● Request
Locate each row below that contains the word "shirt" and copy every such row in full. Treat the match as case-sensitive.

● Data lines

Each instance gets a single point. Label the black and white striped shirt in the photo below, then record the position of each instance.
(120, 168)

--

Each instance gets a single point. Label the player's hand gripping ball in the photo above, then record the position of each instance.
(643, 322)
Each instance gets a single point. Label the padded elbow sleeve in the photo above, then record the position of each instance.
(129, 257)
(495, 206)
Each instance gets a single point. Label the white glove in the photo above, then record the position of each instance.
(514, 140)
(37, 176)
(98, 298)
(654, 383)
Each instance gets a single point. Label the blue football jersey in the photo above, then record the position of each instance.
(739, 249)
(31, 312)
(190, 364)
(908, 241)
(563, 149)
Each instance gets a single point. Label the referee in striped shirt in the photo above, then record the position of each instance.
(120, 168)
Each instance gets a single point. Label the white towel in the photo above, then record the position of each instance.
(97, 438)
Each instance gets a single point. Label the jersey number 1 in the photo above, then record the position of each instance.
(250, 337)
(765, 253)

==

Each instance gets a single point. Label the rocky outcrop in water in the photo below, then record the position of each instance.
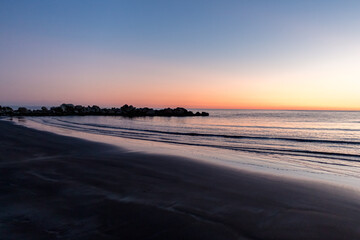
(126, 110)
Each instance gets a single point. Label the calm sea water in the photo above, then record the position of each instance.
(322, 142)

● Output of the task
Each instance gets a single point. Label the black and white striped shirt in the photo below, then record the position of each instance.
Each instance gets a single point. Label the referee in striped shirt in the photo above, then record the position of each instance.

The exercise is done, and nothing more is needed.